## [Exercise requirements]
What is needed is an exact copy of every line in the listing.

----

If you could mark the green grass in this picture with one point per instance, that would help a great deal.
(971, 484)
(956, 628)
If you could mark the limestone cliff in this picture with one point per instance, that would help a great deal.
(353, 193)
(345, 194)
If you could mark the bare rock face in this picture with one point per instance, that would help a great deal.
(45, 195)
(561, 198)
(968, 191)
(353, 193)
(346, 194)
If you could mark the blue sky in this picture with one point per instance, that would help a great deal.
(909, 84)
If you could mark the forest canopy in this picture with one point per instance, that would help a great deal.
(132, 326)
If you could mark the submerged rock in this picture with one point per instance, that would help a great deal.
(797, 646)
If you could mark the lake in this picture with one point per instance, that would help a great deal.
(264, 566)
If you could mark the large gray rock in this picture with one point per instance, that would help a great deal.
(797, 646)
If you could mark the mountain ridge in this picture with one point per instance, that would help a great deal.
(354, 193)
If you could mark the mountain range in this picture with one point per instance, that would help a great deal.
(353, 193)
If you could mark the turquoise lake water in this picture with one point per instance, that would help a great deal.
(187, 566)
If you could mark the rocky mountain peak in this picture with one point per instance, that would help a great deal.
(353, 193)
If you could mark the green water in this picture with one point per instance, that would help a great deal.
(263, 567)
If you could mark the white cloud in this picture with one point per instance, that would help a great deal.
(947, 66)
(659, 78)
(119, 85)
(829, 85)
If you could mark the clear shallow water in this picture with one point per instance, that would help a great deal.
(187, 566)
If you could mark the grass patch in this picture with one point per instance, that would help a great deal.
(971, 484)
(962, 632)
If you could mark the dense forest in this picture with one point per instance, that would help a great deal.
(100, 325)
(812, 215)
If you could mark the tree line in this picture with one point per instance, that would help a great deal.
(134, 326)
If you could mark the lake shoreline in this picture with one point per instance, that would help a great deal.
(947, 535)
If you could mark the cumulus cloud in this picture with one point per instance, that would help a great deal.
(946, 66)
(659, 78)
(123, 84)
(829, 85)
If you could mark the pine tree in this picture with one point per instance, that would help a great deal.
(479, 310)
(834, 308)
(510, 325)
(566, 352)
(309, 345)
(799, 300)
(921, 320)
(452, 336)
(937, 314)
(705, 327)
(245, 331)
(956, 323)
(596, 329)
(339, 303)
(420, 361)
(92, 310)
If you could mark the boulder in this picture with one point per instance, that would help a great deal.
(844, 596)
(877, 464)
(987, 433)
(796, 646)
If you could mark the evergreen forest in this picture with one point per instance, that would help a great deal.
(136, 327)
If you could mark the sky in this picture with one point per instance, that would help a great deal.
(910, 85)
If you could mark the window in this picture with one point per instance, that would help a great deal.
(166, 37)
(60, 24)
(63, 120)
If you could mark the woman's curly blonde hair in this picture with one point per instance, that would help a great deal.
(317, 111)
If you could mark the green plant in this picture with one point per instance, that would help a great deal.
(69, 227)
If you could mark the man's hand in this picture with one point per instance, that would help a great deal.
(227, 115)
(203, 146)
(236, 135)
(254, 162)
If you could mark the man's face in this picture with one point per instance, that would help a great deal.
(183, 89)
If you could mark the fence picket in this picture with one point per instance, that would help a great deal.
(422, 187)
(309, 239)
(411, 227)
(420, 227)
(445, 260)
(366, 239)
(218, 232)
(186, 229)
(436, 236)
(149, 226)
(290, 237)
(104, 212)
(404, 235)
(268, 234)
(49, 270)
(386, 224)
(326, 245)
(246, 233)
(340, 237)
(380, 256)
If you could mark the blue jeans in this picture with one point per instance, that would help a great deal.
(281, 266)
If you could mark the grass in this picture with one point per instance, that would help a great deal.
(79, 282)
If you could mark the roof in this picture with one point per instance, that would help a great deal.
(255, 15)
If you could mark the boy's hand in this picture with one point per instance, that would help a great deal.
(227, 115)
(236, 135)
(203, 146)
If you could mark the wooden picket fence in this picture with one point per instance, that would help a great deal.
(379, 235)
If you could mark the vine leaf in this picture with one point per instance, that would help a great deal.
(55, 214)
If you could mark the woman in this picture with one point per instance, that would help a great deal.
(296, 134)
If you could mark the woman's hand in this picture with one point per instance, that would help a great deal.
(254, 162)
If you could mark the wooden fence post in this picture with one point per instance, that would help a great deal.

----

## [Written response]
If you could mark the green grass in this picture with one point per instance, that would help a great deal.
(971, 484)
(956, 628)
If you could mark the limestone cliff in this picture with one point per instance, that would help a great deal.
(353, 193)
(345, 194)
If you could mark the bare rock face in this picture with one point per instance, that would help a great deal.
(45, 195)
(561, 198)
(968, 191)
(353, 193)
(346, 194)
If you could mark the blue sky in this picture with one point per instance, that would help a great deal.
(909, 84)
If you could mark the forest canopy in this picture with one point per instance, that would help a great deal.
(132, 326)
If you could mark the submerged rock in this picture with one point per instance, that would help a great deal.
(797, 646)
If you could mark the lake in this picture with one point per instance, that would help a great deal.
(264, 566)
If you could mark the large gray rock in this picture with one point per instance, that would help a great deal.
(797, 646)
If you could mark the mountain ridge in this picture with one point per instance, that would help a great deal.
(354, 193)
If you could mark the mountain range in this picture with one point per instance, that would help a great deal.
(353, 193)
If you could mark the turquoise lake water in this picture with one point per instance, that would help a great deal.
(187, 566)
If you could mark the rocky mountain peak in this picture with one point per instance, that would help a great deal.
(353, 193)
If you could mark the green water in this picture with one point per instance, that would help a great deal.
(263, 567)
If you could mark the white cloud in this picture with one point per instance, that would help a great deal.
(947, 66)
(659, 78)
(119, 85)
(829, 85)
If you could mark the clear shallow water in this picture with one point per instance, that would help a great deal.
(187, 566)
If you could mark the grass patch in this picture with one point per instance, that would help a great deal.
(971, 484)
(962, 632)
If you could mark the dense forest in this picture with one point per instance, that would help a great deal.
(100, 325)
(812, 215)
If you could mark the tree line in this picture with one point per instance, that would help a great deal.
(134, 326)
If you could mark the lake shoreline in this picture with one point per instance, that would help a great deal.
(947, 535)
If you could mark the cumulus cloud in this picture with one point per instance, that would help a great deal.
(946, 66)
(659, 78)
(123, 84)
(829, 85)
If you could mark the pine tree in this picture with one point per instance, that would help a great deal.
(479, 310)
(834, 308)
(510, 325)
(566, 352)
(309, 345)
(799, 300)
(921, 320)
(452, 336)
(937, 314)
(705, 327)
(245, 331)
(956, 323)
(596, 329)
(339, 303)
(420, 361)
(92, 310)
If you could mark the boulder in this picture with one point per instance, that would help a great deal.
(844, 596)
(877, 464)
(987, 433)
(796, 646)
If you could mark the evergreen forest in this picture with one point per instance, that would help a great deal.
(136, 327)
If you could mark the sky in this picture with one point per instance, that would help a great deal.
(910, 85)
If you could mark the window in this picture with one point per instance, that would help a great deal.
(166, 37)
(60, 24)
(63, 120)
If you could mark the woman's curly blonde hair in this picture with one point per instance, that would help a great deal.
(317, 111)
If you could mark the green plant in this picture with one point per instance, that would help a great deal.
(69, 227)
If you could mark the man's hand in this picture with one point per instance, that would help a great deal.
(227, 115)
(203, 146)
(236, 135)
(254, 162)
If you could mark the man's face in this picture with one point per instance, that would help a great deal.
(183, 89)
If you could mark the fence picket in this picture with one point per instance, that would help a great deal.
(422, 187)
(309, 239)
(411, 227)
(420, 227)
(445, 260)
(366, 239)
(218, 232)
(186, 229)
(436, 236)
(149, 226)
(290, 237)
(104, 212)
(404, 235)
(268, 234)
(49, 270)
(386, 224)
(326, 245)
(246, 233)
(340, 237)
(380, 256)
If you could mark the blue jeans in this picture with one point per instance, that would help a great deal.
(281, 266)
If you could mark the grass in this picture with one point per instance, that would help a great deal.
(79, 282)
If you could mark the roof in this picture with one point per instance, that would help a great deal.
(255, 15)
If you could mark the boy's hand in this picture with one point per instance, that would help a great deal.
(227, 115)
(236, 135)
(203, 146)
If you could mark the wooden picket fence in this picture with one point per instance, that would help a great deal.
(379, 235)
If you could mark the vine leaf in this picture with one point per instance, that would help a great deal.
(55, 214)
If you could mark the woman in this picture with one point per instance, that would help a great deal.
(296, 134)
If you could mark the woman's hand in this picture with one point per instance, that would help a great deal.
(254, 162)
If you could mark the wooden fence post in this picture with one point per instance, that would help a great deal.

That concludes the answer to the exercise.